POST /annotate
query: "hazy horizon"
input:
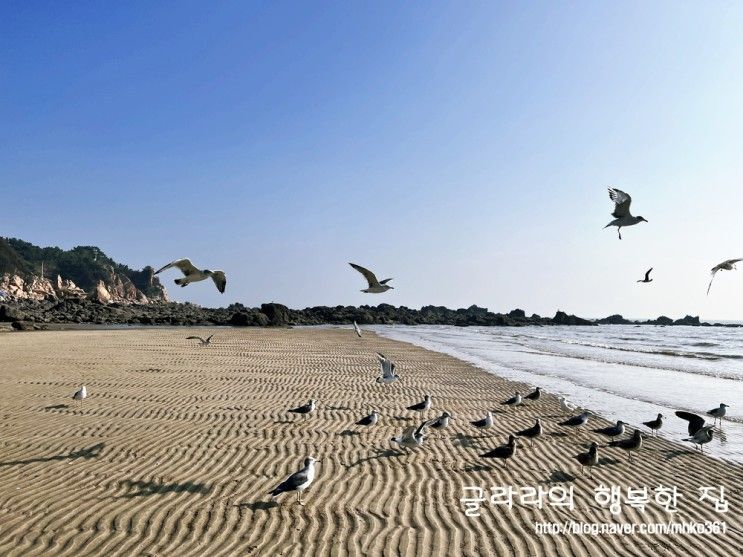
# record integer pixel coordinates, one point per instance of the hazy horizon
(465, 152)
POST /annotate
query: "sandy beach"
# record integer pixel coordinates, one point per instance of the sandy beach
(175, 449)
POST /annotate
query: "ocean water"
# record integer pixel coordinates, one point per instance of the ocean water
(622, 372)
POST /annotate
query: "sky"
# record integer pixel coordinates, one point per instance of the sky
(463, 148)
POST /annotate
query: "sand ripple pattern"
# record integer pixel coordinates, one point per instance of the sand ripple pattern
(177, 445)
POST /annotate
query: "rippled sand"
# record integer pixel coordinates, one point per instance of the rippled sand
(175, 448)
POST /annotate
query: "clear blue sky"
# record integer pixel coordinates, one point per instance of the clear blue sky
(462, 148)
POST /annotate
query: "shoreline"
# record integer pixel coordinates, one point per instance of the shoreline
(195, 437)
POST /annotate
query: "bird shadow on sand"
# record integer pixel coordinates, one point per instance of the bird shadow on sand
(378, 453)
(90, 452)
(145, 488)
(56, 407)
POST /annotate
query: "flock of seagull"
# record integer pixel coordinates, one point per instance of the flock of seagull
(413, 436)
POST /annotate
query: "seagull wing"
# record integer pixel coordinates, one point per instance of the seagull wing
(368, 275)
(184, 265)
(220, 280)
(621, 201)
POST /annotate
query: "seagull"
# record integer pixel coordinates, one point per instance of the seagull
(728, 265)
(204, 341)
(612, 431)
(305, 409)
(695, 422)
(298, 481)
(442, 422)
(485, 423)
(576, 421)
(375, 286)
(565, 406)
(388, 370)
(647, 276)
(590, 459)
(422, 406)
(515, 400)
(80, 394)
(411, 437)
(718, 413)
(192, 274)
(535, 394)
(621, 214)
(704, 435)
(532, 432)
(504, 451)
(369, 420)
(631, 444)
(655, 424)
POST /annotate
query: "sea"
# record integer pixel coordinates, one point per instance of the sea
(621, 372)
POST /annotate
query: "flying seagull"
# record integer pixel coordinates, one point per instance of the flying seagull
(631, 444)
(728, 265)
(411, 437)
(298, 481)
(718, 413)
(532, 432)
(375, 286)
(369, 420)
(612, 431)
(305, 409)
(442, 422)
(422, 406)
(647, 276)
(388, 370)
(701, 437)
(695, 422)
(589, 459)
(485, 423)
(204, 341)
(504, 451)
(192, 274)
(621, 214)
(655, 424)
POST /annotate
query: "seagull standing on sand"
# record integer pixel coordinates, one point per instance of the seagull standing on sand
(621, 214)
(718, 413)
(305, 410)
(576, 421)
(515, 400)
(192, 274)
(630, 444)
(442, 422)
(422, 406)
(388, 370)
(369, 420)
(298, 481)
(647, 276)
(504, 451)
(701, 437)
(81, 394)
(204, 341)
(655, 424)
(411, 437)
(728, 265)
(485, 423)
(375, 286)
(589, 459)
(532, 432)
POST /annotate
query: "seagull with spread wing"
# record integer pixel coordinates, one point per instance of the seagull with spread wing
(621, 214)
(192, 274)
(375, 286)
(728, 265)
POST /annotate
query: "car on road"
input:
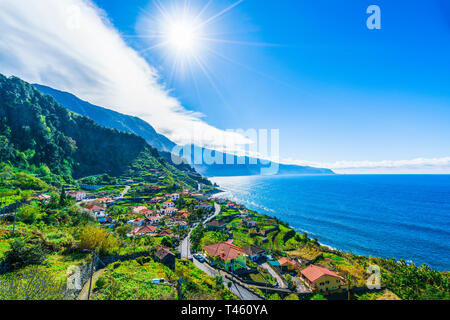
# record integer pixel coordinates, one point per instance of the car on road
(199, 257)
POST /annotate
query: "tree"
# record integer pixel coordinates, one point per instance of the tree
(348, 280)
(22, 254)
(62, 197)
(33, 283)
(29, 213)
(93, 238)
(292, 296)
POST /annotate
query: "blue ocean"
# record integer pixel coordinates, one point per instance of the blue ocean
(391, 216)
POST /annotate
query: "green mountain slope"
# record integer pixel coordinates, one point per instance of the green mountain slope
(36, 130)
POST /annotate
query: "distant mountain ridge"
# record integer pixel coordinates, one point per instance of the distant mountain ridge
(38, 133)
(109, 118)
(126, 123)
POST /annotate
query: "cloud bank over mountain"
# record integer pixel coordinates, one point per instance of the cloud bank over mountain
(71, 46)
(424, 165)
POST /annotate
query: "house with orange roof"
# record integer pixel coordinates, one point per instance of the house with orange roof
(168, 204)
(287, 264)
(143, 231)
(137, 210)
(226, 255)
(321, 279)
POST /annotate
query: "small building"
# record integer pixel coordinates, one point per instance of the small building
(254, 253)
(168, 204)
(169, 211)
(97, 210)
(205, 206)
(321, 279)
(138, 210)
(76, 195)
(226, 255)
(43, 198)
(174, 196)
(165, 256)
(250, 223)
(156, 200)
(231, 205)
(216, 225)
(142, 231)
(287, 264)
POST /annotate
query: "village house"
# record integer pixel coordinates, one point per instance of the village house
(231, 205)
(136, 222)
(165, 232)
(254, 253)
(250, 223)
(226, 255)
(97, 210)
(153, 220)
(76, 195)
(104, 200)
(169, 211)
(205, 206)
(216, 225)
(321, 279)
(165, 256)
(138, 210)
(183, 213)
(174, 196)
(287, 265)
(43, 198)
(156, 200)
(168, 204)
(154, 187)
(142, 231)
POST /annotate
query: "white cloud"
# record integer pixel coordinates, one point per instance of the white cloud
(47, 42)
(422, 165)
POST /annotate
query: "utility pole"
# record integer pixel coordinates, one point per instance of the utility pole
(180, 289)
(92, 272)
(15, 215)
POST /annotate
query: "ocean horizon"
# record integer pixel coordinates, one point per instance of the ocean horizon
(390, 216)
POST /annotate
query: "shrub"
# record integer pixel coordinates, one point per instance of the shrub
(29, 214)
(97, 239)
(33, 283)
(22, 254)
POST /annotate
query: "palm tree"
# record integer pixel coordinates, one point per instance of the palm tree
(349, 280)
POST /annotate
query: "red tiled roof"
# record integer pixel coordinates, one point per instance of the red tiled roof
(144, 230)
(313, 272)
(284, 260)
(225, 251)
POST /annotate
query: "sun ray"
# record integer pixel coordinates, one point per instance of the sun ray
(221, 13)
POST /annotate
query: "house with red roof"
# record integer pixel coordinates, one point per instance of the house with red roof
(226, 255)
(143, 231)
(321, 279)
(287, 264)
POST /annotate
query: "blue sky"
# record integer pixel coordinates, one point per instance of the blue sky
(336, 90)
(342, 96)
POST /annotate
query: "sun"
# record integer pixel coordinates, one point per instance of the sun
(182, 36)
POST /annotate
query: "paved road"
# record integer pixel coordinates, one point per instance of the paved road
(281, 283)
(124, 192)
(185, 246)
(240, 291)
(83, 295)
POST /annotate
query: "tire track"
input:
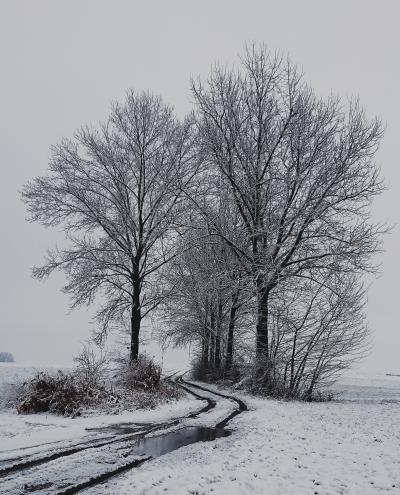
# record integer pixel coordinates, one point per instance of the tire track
———
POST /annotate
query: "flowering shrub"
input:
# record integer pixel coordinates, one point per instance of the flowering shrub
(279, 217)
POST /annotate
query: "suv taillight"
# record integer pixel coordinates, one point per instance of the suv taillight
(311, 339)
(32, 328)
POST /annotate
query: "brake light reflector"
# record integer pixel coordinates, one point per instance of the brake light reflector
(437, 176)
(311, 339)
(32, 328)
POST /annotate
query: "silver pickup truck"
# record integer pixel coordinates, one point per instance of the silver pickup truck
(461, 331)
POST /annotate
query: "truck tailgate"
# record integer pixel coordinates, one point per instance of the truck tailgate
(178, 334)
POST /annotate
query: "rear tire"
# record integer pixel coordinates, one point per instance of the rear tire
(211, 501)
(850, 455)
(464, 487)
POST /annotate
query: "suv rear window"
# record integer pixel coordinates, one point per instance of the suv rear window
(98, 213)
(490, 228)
———
**Task brief:** Determine how many lines of the entries hold "track", and reply with that number only.

**Answer for this exercise:** 2